• _Text provided_
◇ ◇ ◇

On 10/24/2025 10:54 PM, [email protected] wrote:
Dnia 25 października 2025 00:38 Asmus Freytag via Unicode
<[email protected]> napisał(a):
On 10/24/2025 2:58 PM, [email protected]
<mailto:[email protected]> via Unicode wrote:
and not subject to font variation.
That's overstating things.
A./
How is that overstating things?
Because exact glyph details are not normative. Especially for
compatibility characters. Here, the intent is usually to facilitate a
unique and unambiguous mapping between some kind of legacy character and
a Unicode character.
I think that the analysis for the curved connectors that unified two
distinct elements because their rendering was close was a mistake,
because the distinction occurred in the same set and unifying the
characters killed fidelity in round trip conversion for many members of
the "large set" while "saving" only one character code. In my personal
view, that's precisely the wrong way to do unification.
When a legacy computing platform defines blocks in terms of fractions,
it does so to ensure specific alignment with those fractions, making
it part of the fundamental character identity. On the other hand, when
a legacy computing platform defines strokes in terms of stem weight
and there is known variation across platforms, it is inappropriate to
define those characters using exact fractions when those fractions
mismatch some of the platforms.
So far, you have only argued that a font (or bitmap) used to emulate a
specific legacy platform should faithfully adhere to any specifications
that apply to that platform.
There is nothing wrong with the same *Unicode* character being rendered
slightly differently when used to emulate *different* platforms. Unless
it is the very same platform that exhibits different shapes (and in the
same display "mode" or "shift"). In that case, the principle of source
set separation becomes applicable (which is the principle that should
have been applied to the curved connector case. If it makes you happy,
you can cite my opinion on that).

◇ ◇ ◇

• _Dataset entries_

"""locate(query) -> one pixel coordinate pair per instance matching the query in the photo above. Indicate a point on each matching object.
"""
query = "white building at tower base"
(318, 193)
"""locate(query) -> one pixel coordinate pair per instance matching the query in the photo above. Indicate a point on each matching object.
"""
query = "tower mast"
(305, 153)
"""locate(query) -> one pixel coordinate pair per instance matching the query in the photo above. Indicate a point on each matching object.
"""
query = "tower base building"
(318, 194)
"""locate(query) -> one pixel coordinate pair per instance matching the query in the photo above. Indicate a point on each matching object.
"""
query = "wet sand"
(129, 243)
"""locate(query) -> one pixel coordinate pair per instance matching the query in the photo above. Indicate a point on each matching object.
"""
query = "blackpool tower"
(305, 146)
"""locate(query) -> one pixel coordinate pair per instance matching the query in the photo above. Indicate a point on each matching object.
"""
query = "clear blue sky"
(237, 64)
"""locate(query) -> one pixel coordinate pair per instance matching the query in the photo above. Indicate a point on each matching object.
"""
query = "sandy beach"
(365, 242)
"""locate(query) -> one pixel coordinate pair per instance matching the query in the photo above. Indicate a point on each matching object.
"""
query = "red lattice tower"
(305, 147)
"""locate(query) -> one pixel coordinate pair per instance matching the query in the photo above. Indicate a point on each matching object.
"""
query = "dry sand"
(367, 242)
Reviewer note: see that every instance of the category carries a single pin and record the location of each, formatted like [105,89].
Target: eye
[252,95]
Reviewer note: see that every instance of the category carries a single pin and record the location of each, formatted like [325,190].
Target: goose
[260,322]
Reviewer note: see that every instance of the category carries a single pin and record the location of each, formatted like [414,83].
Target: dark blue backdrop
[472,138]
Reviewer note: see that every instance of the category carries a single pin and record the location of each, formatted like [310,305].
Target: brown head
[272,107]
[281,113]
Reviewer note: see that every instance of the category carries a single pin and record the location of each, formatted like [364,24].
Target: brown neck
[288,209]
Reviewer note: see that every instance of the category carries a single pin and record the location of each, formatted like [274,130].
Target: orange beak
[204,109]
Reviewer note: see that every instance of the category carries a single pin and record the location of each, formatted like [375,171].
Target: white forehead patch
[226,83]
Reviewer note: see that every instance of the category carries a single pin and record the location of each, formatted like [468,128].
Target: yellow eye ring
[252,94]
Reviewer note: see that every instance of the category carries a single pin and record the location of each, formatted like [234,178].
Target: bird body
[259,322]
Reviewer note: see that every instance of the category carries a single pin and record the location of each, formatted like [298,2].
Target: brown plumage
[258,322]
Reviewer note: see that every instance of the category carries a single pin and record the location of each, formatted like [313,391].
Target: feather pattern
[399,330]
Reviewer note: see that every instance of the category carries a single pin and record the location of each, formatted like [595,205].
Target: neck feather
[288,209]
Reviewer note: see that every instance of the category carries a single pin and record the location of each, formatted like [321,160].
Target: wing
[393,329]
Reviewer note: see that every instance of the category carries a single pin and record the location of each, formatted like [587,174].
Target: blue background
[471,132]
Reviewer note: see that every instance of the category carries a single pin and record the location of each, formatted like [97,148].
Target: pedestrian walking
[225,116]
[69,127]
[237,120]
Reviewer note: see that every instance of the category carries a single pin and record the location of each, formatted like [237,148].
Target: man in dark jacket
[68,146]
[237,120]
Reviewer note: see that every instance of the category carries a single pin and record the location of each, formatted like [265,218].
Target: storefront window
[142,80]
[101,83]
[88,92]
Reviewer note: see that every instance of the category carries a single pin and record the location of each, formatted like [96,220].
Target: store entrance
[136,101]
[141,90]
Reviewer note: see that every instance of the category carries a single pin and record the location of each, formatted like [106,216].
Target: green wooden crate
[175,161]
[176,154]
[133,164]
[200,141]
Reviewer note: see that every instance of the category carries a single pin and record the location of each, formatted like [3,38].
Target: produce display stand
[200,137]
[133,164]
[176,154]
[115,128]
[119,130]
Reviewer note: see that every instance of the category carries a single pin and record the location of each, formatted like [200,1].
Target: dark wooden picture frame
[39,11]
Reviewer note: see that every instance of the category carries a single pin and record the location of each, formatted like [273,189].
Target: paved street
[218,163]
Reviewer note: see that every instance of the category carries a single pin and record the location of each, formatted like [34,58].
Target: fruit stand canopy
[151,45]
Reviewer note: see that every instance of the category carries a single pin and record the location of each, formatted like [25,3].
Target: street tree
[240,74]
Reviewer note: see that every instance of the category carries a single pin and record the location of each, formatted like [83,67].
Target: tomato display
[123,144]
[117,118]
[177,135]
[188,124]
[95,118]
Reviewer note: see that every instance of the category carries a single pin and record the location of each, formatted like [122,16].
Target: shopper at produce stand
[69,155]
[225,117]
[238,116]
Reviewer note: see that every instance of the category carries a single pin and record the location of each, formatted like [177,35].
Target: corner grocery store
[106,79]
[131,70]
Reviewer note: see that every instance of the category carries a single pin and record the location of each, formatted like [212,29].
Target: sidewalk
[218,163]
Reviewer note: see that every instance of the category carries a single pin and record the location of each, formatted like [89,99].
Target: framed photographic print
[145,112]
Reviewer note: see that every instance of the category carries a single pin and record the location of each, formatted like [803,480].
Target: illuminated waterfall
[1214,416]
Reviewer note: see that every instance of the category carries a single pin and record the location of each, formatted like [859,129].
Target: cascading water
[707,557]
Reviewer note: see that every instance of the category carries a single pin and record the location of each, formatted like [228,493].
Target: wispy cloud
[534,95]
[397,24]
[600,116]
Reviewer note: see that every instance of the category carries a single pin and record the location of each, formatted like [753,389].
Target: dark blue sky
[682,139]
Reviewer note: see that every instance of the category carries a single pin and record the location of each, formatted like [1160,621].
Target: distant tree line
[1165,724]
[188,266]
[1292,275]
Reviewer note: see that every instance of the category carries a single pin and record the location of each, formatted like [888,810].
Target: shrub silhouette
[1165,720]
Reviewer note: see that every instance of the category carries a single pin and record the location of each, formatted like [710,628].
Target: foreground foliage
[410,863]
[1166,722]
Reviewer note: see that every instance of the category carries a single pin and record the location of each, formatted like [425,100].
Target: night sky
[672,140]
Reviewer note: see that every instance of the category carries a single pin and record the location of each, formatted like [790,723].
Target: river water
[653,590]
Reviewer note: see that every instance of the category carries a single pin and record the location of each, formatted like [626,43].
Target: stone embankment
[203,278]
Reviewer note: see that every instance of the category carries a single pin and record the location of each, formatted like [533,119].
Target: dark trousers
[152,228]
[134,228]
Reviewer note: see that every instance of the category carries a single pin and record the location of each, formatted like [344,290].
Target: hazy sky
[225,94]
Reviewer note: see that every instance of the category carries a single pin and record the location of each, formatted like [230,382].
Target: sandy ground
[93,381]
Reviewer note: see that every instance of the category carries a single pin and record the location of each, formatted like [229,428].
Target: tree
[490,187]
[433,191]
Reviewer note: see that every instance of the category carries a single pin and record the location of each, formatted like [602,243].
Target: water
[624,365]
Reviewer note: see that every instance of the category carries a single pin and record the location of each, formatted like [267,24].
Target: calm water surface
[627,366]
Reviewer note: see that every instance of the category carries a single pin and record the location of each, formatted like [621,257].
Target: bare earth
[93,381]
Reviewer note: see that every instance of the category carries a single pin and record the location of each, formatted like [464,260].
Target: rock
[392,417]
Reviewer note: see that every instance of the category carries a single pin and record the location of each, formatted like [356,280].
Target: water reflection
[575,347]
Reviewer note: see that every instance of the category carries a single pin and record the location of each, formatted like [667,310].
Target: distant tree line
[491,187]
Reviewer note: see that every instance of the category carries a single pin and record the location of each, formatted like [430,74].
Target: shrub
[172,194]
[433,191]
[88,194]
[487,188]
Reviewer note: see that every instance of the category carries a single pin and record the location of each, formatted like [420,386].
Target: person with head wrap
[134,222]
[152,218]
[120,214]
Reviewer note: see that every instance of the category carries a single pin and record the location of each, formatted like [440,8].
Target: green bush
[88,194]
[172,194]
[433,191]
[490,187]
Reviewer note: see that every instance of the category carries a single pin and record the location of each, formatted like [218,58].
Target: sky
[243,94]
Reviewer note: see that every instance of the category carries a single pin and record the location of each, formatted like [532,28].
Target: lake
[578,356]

◇ ◇ ◇

• _Work to complete_
- a) In the mailing-list exchange, which principle does the writer say should have been applied to the curved connector case?
- b) Extract from the mailing-list exchange the passage that begins at the words "On 10/24/2025 10:54" and stops after the words "That's overstating things.", with no changes.
The items bear no relation to the mailing-list exchange.

• _Answer list_
- a) The principle of source set separation.

- b)
On 10/24/2025 10:54 PM, [email protected] wrote:
Dnia 25 października 2025 00:38 Asmus Freytag via Unicode
<[email protected]> napisał(a):
On 10/24/2025 2:58 PM, [email protected]
<mailto:[email protected]> via Unicode wrote:
and not subject to font variation.
That's overstating things.